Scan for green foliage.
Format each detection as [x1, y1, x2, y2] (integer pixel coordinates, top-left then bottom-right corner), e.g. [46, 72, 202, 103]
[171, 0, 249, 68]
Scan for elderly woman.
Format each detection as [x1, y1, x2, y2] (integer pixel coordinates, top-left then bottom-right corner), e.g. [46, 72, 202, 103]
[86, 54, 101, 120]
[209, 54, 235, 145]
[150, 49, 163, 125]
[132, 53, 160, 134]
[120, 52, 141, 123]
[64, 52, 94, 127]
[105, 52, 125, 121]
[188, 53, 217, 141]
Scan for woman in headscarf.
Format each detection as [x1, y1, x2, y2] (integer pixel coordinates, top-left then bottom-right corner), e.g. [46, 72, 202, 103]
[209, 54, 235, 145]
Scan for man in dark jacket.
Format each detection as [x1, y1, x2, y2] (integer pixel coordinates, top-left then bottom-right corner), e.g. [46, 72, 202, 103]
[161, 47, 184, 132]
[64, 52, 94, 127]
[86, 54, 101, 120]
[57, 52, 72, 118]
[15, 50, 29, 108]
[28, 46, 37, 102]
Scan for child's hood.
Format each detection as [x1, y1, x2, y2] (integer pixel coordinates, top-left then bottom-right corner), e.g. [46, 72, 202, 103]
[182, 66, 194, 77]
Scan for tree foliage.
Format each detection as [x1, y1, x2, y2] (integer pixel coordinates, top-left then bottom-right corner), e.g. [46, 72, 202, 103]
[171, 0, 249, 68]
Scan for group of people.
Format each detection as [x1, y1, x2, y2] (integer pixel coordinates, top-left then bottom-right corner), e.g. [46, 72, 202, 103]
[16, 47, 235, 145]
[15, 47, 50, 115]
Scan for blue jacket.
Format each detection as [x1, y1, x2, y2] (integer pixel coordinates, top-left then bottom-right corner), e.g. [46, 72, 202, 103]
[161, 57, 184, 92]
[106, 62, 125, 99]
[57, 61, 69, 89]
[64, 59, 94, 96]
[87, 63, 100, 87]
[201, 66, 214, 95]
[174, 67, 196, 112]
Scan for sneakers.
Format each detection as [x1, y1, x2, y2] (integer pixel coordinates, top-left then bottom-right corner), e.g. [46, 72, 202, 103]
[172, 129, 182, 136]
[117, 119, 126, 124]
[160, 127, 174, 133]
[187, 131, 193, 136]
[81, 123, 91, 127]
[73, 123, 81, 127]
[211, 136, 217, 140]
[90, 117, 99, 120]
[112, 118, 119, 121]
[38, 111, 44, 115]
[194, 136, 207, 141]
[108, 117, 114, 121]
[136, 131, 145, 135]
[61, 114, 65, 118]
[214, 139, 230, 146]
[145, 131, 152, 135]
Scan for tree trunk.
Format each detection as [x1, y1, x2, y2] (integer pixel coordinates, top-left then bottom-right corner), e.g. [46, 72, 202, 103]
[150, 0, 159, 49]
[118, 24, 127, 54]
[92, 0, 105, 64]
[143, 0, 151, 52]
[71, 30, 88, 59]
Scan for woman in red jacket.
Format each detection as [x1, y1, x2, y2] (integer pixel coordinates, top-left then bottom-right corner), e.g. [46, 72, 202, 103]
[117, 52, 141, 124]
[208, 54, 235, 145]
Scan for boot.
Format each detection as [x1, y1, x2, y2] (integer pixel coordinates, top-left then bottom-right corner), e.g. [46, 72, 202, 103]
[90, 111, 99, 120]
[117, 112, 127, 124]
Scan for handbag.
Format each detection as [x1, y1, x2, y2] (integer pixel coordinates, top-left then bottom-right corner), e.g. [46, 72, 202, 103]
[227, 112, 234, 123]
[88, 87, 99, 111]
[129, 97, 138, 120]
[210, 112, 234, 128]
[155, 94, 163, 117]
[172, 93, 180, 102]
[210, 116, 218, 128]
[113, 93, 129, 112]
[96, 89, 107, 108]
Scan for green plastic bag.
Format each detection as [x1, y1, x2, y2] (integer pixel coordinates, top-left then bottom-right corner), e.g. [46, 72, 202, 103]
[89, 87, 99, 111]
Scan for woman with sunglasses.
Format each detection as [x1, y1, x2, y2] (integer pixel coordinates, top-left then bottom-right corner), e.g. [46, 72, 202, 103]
* * * * * * * * *
BRIEF.
Swap "Scan for" for "Locate" everywhere in the listing above, and write the whole listing out again with nothing else altered.

EXERCISE RESULT.
Locate green foliage.
Format each detection as [x1, y1, x2, y2] (integer pixel coordinates, top-left then bottom-right corner), e.g. [46, 72, 202, 103]
[171, 0, 249, 68]
Locate elderly woman.
Format each detection as [x1, y1, x2, y2] (integer pixel coordinates, top-left then bottom-right corner), e.g. [46, 72, 202, 103]
[86, 54, 101, 120]
[209, 54, 235, 145]
[150, 49, 163, 125]
[132, 53, 160, 134]
[120, 52, 141, 123]
[64, 52, 94, 127]
[105, 52, 125, 121]
[188, 53, 217, 141]
Locate woman in headscarf.
Format each detection as [x1, y1, x2, y2] (integer pixel coordinates, top-left then bottom-right corner), e.g. [46, 72, 202, 103]
[209, 54, 235, 145]
Locate man in dark jacket.
Format each detection as [x1, y1, x2, y2] (integer pixel coordinates, top-left then bottom-right corner), e.g. [46, 72, 202, 103]
[161, 47, 184, 132]
[64, 52, 94, 127]
[86, 54, 101, 120]
[57, 52, 72, 118]
[15, 50, 29, 108]
[28, 46, 37, 102]
Locate child's hood.
Format each detection as [x1, y1, x2, y2] (integer pixel coordinates, top-left then bottom-right corner), e.g. [46, 72, 202, 103]
[182, 66, 194, 77]
Locate tree foliage.
Format each detection as [x1, y1, x2, y2] (integer pixel coordinates, top-left then bottom-right corner), e.g. [46, 72, 202, 103]
[171, 0, 249, 68]
Locate group of people.
Format each detection as [x1, y1, x2, y2] (integer pixel coordinates, top-left then bottom-right corner), e.g. [46, 72, 202, 103]
[16, 47, 235, 145]
[15, 47, 50, 115]
Locate blue jacket.
Format each detection as [x1, y1, x2, y2] (integer pixel coordinates, top-left then bottom-right corner), e.g. [46, 72, 202, 103]
[161, 57, 184, 92]
[106, 62, 125, 99]
[57, 61, 69, 89]
[64, 59, 94, 96]
[87, 63, 100, 87]
[201, 66, 214, 95]
[174, 67, 196, 112]
Locate sneakers.
Format each detection as [x1, y1, x2, y2] (integer pixel coordinates, top-left then bottom-right corner), e.g. [46, 72, 202, 103]
[172, 129, 182, 136]
[117, 119, 126, 124]
[160, 127, 174, 133]
[187, 131, 193, 136]
[81, 123, 91, 127]
[73, 123, 81, 127]
[211, 136, 217, 140]
[90, 117, 99, 120]
[112, 118, 119, 121]
[38, 111, 44, 115]
[194, 136, 207, 141]
[108, 117, 114, 121]
[136, 131, 145, 135]
[61, 114, 65, 118]
[214, 139, 230, 146]
[145, 131, 152, 135]
Locate tree trunk.
Format each detection as [x1, y1, x2, y2] (integer pixel coordinates, top-left then bottom-right corner), e.g. [46, 72, 202, 103]
[150, 0, 159, 49]
[118, 24, 127, 54]
[92, 0, 105, 64]
[143, 0, 151, 52]
[71, 30, 88, 59]
Locate woman in red jacket.
Format each detection as [x1, y1, x2, y2] (integer pixel coordinates, top-left then bottom-right corner), e.g. [46, 72, 202, 103]
[117, 52, 141, 124]
[208, 54, 235, 145]
Locate boot.
Format each detection as [x1, y1, x2, y2] (integer pixel coordinates, top-left then bottom-right corner), e.g. [46, 72, 202, 103]
[90, 111, 99, 120]
[117, 112, 127, 124]
Locate handbag.
Format each detection as [x1, y1, x2, y2] (integer pixel coordinates, top-left then bottom-right corner), e.g. [46, 72, 202, 103]
[227, 112, 234, 123]
[88, 87, 99, 111]
[129, 97, 138, 120]
[210, 112, 234, 128]
[155, 94, 163, 117]
[172, 93, 180, 102]
[210, 116, 218, 128]
[113, 93, 129, 112]
[96, 89, 107, 108]
Locate green plastic bag.
Format each detection as [x1, y1, x2, y2] (integer pixel coordinates, top-left then bottom-right corner), e.g. [46, 72, 202, 103]
[89, 87, 99, 111]
Locate woman with sunglasses.
Format each detection as [x1, y1, x2, y2] (integer pixel coordinates, top-left then bottom-right corner), e.g. [46, 72, 202, 103]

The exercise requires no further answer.